» SOURCE EXTRACT
———
We can also find portrayals of sinful parents whose children, by the grace of God, learned from what happened to their parents and became godly children. A prime example of this is the sinful Exodus parents in the Sinai, who were followed by the godly generation who entered the Promised Land under Joshua.
The point of this biblical review is this. Parents do have firm direction from Scripture to direct their children in the ways of the Lord, and God tells them to do this, regardless of what the outcome will be.
But we should be cautious of making judgments on the basis of whether a youth stays or leaves the faith. God won’t assess your parenting based on the outcome and the choices of your children, but He will assess whether you tried to consistently and faithfully influence your children to follow God.
The biblical mandate
We don’t begin Christian parenting in a vacuum. If you are new to the Christian faith, you’ll want to integrate your Christian faith into your parenting. If the Christian faith has been handed down to you from your ancestors, you’ll want to grab hold of a Christian vision for your family because you know parenting influence matters forever.
———
» SUPPLIED MATERIAL
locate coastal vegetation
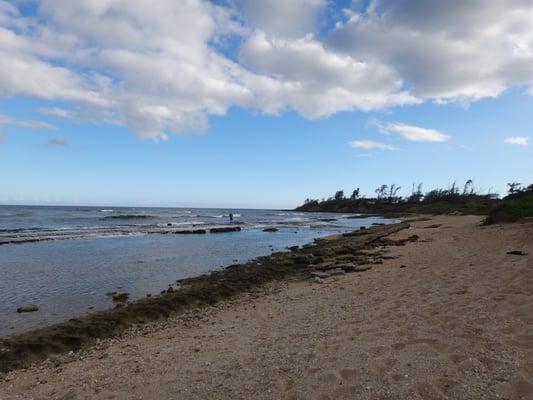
———
» WORK TO COMPLETE
#1 Answer these about the passage on Christian parenting:
(a) Which generation followed the sinful Exodus parents, and under whom did it enter the Promised Land?
(b) According to the passage, what will God assess about your parenting?
(c) Who does the passage say will want to integrate their Christian faith into their parenting?
#2 Continue the passage on Christian parenting from its last sentence.
The listing stands apart from the text on Christian parenting and is not part of it.

» ANSWER SET
#1
(a) The godly generation followed them and entered the Promised Land under Joshua.
(b) God will assess whether you tried to consistently and faithfully influence your children to follow God.
(c) Those who are new to the Christian faith.

#2
When my wife and I married, our maxim was: “We are going to fear God and work hard.” We weren’t thinking about children yet, but when they did come, the “work hard” part really kicked in. Then it became urgent for us to ask ourselves: “Why did God give us this family?” Part of the answer is the opportunity and responsibility to participate in God’s redemptive and missional plan of salvation. It was our turn to bridge the gospel to our children and grandchildren.
Some of us got into parenting with careful planning, and others of us didn’t. And yet the sovereign hand of God is present in both situations. “Children are a heritage from the Lord” (Psalm 127:3).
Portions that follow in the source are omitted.